- _INSTRUCTIONS TO FOLLOW_:
Format the data below as a numbered list, omitting any blank lines.

- _STORED DATA_:
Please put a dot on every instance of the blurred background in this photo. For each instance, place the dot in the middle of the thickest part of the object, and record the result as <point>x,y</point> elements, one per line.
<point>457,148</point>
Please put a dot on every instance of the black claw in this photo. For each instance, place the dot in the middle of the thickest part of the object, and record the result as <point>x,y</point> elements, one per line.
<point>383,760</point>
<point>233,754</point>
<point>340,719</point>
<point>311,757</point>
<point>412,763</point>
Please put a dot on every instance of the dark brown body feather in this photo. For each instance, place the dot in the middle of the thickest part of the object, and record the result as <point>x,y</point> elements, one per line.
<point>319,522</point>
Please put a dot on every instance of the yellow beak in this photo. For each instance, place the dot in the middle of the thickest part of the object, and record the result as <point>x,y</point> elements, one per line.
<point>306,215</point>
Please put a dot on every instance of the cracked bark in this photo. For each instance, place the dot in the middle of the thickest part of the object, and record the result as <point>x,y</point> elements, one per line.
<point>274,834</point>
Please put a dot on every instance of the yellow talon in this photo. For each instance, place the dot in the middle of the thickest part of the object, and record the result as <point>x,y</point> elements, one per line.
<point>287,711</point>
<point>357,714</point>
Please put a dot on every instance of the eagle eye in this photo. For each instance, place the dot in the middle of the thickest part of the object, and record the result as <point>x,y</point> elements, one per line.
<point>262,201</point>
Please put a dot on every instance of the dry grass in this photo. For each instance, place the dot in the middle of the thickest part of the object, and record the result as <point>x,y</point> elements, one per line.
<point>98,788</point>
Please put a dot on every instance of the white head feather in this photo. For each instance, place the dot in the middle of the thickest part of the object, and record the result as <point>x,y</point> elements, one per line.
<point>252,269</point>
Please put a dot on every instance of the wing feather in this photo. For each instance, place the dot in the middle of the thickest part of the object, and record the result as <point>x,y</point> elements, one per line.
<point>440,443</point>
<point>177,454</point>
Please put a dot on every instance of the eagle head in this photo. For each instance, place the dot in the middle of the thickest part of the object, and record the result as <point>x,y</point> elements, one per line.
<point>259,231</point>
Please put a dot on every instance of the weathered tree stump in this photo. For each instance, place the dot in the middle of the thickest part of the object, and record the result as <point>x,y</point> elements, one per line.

- _ANSWER TO THIS TASK_:
1. Please put a dot on every instance of the blurred background in this photo. For each instance, place the dot in the middle of the thickest part of the object, and record the result as <point>x,y</point> elements, one per line.
2. <point>457,148</point>
3. Please put a dot on every instance of the black claw in this photo. For each instance, place the dot in the middle of the thickest part of the object, and record the result as <point>x,y</point> elements, one per line.
4. <point>383,760</point>
5. <point>233,754</point>
6. <point>340,719</point>
7. <point>311,757</point>
8. <point>412,763</point>
9. Please put a dot on every instance of the dark brown body feather in this photo. For each instance, place the dot in the middle of the thickest part of the object, and record the result as <point>x,y</point> elements, one per line.
10. <point>319,522</point>
11. Please put a dot on every instance of the yellow beak in this photo. For each instance, place the dot in the middle of the thickest part of the object, and record the result as <point>x,y</point> elements, one per line.
12. <point>306,215</point>
13. Please put a dot on every instance of the cracked bark in this photo. For each instance, place the dot in the middle of the thickest part of the object, and record the result as <point>x,y</point> elements, one per line.
14. <point>274,834</point>
15. Please put a dot on every instance of the yellow talon in this photo. For each instance, place the dot in the middle of the thickest part of the object, and record the result as <point>x,y</point> elements, one per line.
16. <point>287,711</point>
17. <point>357,714</point>
18. Please put a dot on every instance of the eagle eye in this photo. For each instance, place the dot in the middle of the thickest part of the object, and record the result as <point>x,y</point> elements, one per line.
19. <point>262,201</point>
20. Please put a dot on every instance of the dry grass in this photo. For each instance, place the dot in the middle of the thickest part of the object, and record the result as <point>x,y</point> elements, one per line.
21. <point>98,788</point>
22. Please put a dot on every instance of the white head feather in this photo. For each instance, place the dot in the middle of the thickest part of the object, and record the result as <point>x,y</point> elements, one per line.
23. <point>252,269</point>
24. Please put a dot on every instance of the wing feather in this photo. For each instance, place the dot in the middle of the thickest part of the object, and record the result as <point>x,y</point> elements, one per line.
25. <point>440,443</point>
26. <point>177,454</point>
27. Please put a dot on every instance of the eagle head in this photo. For each instance, place the dot in the middle of the thickest part of the object, and record the result as <point>x,y</point> elements, one per line.
28. <point>259,231</point>
29. Please put a dot on every instance of the weathered tree stump in this photo. For each instance, place the dot in the middle of the thickest part of the object, and record the result as <point>x,y</point> elements, one per line.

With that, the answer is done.